1980s Britain saw moral panic over “Video Nasties,” VHS horror films blamed for corrupting youth. DAVID TURNBULL explains the resulting media hysteria and censorship crackdown

Video Nasties

The early 1980s saw Britain gripped by a moral panic brought about by ‘so-called’ video nasties, graphically depicted horror films that were said to be corrupting the nation’s youth. A loophole in the law had allowed titles such as Driller Killer and Cannibal Holocaust to bypass the British Board of Film Censors by being available only on VHS video than through release in cinemas.

The term video nasty was coined by the Mary Whitehouse led National Viewers and Listeners Association who campaigned and lobbied for action by the authorities. When the Sunday Times carried an article entitled ‘How High Street Horror is Invading the Home’, other newspapers such as The Daily Mail and The Sun jumped on the bandwagon, publishing lurid tales about how this film or that film was leading to acts of violence and even Satanic worship by those who came under the influence of what they said to be shockingly depraved movies, which could be taken home and watched by teenagers on the increasingly popular video recorders attached to their parents’ televisions sets.

RAW RECORDS:
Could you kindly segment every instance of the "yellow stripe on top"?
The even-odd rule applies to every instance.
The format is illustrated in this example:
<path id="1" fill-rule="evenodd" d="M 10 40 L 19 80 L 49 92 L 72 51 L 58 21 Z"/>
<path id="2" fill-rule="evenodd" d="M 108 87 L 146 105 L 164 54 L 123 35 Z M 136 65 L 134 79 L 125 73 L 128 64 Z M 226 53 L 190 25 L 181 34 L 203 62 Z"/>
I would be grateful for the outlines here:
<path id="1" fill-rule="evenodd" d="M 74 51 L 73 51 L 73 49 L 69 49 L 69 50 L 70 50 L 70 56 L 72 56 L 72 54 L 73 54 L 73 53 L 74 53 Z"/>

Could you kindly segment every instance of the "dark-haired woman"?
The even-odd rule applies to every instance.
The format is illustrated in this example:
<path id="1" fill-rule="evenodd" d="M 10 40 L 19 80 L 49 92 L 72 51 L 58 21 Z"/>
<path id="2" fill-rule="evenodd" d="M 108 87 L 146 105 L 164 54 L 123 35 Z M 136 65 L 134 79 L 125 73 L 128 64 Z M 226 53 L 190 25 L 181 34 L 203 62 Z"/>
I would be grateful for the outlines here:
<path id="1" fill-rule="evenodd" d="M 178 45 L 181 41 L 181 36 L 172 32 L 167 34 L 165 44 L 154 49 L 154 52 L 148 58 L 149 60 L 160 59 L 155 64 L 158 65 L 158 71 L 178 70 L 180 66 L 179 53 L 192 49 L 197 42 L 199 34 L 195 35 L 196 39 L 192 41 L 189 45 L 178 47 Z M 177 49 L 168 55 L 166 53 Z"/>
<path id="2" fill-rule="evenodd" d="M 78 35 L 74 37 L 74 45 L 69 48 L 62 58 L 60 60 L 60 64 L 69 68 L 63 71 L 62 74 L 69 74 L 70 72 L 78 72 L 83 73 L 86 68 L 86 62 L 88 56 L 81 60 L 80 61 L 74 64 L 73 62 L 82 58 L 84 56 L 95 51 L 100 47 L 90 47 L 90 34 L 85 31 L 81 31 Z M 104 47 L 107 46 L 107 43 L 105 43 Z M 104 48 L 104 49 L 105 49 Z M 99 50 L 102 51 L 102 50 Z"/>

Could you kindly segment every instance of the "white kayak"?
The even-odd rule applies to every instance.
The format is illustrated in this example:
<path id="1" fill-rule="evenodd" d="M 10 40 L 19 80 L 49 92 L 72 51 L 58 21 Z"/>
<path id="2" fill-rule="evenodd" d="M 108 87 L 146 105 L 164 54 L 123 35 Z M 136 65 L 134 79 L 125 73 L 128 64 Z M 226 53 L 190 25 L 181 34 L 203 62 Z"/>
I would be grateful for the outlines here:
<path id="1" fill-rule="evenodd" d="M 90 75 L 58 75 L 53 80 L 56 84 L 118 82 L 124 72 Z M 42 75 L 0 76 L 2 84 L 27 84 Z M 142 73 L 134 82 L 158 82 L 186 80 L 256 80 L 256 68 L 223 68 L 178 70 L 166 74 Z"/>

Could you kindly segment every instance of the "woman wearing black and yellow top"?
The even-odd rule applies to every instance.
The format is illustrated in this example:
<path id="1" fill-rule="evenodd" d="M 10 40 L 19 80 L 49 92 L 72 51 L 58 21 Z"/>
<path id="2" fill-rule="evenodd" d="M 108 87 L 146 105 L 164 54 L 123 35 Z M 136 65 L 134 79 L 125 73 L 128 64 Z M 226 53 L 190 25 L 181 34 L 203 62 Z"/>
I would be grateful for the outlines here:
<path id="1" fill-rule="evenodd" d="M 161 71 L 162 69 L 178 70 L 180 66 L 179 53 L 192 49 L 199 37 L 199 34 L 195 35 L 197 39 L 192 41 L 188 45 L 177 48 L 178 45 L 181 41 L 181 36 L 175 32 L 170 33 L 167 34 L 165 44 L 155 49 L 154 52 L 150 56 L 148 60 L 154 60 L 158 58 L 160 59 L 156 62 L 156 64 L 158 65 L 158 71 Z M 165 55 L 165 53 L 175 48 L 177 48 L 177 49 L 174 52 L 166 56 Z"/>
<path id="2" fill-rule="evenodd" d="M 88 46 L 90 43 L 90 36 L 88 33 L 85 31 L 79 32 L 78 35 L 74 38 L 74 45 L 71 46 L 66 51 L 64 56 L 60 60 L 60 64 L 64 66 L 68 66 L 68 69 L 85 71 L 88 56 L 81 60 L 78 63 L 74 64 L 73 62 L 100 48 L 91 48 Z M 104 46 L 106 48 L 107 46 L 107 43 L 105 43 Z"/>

EXERCISE DESCRIPTION: In the text on video nasties, which organization coined the term "video nasty"?

WORKED SOLUTION: The National Viewers and Listeners Association, led by Mary Whitehouse.